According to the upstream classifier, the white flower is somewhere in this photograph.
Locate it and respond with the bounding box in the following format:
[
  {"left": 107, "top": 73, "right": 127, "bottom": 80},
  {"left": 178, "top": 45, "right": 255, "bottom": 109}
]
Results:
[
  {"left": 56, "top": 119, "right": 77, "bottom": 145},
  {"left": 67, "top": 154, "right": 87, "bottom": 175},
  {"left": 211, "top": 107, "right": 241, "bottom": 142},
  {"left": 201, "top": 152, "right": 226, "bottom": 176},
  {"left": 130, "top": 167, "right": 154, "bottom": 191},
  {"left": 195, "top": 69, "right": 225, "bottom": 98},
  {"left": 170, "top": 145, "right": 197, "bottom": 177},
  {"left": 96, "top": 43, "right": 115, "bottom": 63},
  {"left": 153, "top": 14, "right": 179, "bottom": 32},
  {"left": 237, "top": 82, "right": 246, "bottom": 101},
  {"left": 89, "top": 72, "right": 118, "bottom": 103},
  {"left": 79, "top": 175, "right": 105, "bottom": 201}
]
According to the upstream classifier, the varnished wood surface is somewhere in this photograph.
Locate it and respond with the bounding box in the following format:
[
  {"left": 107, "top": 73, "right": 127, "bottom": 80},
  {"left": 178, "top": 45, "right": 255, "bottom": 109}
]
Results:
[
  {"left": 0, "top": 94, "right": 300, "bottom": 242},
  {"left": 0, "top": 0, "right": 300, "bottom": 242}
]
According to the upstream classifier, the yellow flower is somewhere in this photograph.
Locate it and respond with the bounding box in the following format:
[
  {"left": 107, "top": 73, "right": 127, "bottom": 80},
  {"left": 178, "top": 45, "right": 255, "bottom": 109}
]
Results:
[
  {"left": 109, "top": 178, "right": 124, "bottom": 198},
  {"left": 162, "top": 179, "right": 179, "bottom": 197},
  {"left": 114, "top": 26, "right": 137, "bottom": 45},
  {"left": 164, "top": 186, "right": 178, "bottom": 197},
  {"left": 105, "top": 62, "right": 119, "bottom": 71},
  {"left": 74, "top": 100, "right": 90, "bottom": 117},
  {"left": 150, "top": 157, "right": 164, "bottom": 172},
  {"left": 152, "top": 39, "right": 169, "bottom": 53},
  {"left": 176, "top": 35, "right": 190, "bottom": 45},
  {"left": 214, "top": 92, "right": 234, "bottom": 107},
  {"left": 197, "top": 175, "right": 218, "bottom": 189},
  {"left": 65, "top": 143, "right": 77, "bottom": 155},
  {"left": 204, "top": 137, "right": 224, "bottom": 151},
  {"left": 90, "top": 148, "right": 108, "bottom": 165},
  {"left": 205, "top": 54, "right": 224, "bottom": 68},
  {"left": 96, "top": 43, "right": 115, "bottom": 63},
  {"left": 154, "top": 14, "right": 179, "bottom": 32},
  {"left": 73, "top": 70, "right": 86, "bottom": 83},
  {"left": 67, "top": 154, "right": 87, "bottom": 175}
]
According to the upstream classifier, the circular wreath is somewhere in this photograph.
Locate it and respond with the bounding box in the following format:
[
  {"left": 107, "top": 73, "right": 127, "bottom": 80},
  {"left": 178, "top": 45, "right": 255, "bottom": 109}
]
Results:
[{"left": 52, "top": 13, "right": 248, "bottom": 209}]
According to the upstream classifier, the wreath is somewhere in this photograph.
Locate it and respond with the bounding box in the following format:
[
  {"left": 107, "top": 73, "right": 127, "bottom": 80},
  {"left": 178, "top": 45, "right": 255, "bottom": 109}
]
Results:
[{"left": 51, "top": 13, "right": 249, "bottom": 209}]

## [Directions for this task]
Reproduce all of the rows above verbatim, changing nothing.

## [Final result]
According to the upstream classifier, the white flower is somewhere in this photograph.
Locate it and respond with the bounding box in the following format:
[
  {"left": 107, "top": 73, "right": 127, "bottom": 80},
  {"left": 178, "top": 45, "right": 255, "bottom": 109}
]
Results:
[
  {"left": 56, "top": 119, "right": 77, "bottom": 145},
  {"left": 67, "top": 154, "right": 87, "bottom": 175},
  {"left": 211, "top": 107, "right": 241, "bottom": 142},
  {"left": 201, "top": 152, "right": 226, "bottom": 176},
  {"left": 130, "top": 167, "right": 154, "bottom": 191},
  {"left": 195, "top": 69, "right": 225, "bottom": 98},
  {"left": 170, "top": 145, "right": 197, "bottom": 177},
  {"left": 96, "top": 43, "right": 115, "bottom": 63},
  {"left": 153, "top": 14, "right": 179, "bottom": 32},
  {"left": 237, "top": 82, "right": 246, "bottom": 101},
  {"left": 89, "top": 72, "right": 118, "bottom": 103},
  {"left": 79, "top": 175, "right": 105, "bottom": 201}
]
According to the upstream classifier, the varnished wood surface is somewhere in this photograph.
Locate it and respond with the bounding box in the following format:
[
  {"left": 107, "top": 73, "right": 127, "bottom": 80},
  {"left": 178, "top": 45, "right": 255, "bottom": 109}
]
Results:
[
  {"left": 0, "top": 94, "right": 300, "bottom": 242},
  {"left": 0, "top": 0, "right": 300, "bottom": 242}
]
According to the upstream classifier, the yellow flower is somewhere in this photograph.
Locate it and respond with the bounding box in the following format:
[
  {"left": 107, "top": 73, "right": 127, "bottom": 80},
  {"left": 178, "top": 45, "right": 255, "bottom": 109}
]
Results:
[
  {"left": 109, "top": 178, "right": 124, "bottom": 198},
  {"left": 162, "top": 179, "right": 179, "bottom": 197},
  {"left": 114, "top": 26, "right": 137, "bottom": 45},
  {"left": 164, "top": 186, "right": 178, "bottom": 197},
  {"left": 105, "top": 62, "right": 119, "bottom": 71},
  {"left": 74, "top": 100, "right": 90, "bottom": 117},
  {"left": 150, "top": 157, "right": 164, "bottom": 172},
  {"left": 152, "top": 39, "right": 169, "bottom": 53},
  {"left": 176, "top": 35, "right": 190, "bottom": 45},
  {"left": 214, "top": 92, "right": 234, "bottom": 107},
  {"left": 197, "top": 175, "right": 218, "bottom": 189},
  {"left": 65, "top": 143, "right": 77, "bottom": 155},
  {"left": 204, "top": 137, "right": 224, "bottom": 151},
  {"left": 90, "top": 148, "right": 108, "bottom": 165},
  {"left": 205, "top": 54, "right": 224, "bottom": 68},
  {"left": 96, "top": 43, "right": 115, "bottom": 63},
  {"left": 154, "top": 14, "right": 179, "bottom": 32},
  {"left": 73, "top": 70, "right": 86, "bottom": 83},
  {"left": 67, "top": 154, "right": 87, "bottom": 175}
]
According to the upstream classifier, the circular wreath is somewhere in this photograph.
Locate it and respond with the bounding box in the following format:
[
  {"left": 107, "top": 73, "right": 127, "bottom": 80},
  {"left": 178, "top": 45, "right": 255, "bottom": 109}
]
Results:
[{"left": 52, "top": 13, "right": 248, "bottom": 209}]
According to the upstream classifier, the wreath is somewhere in this photograph.
Locate it and respond with the bounding box in the following format:
[
  {"left": 107, "top": 73, "right": 127, "bottom": 80},
  {"left": 178, "top": 45, "right": 255, "bottom": 109}
]
Results:
[{"left": 51, "top": 13, "right": 249, "bottom": 209}]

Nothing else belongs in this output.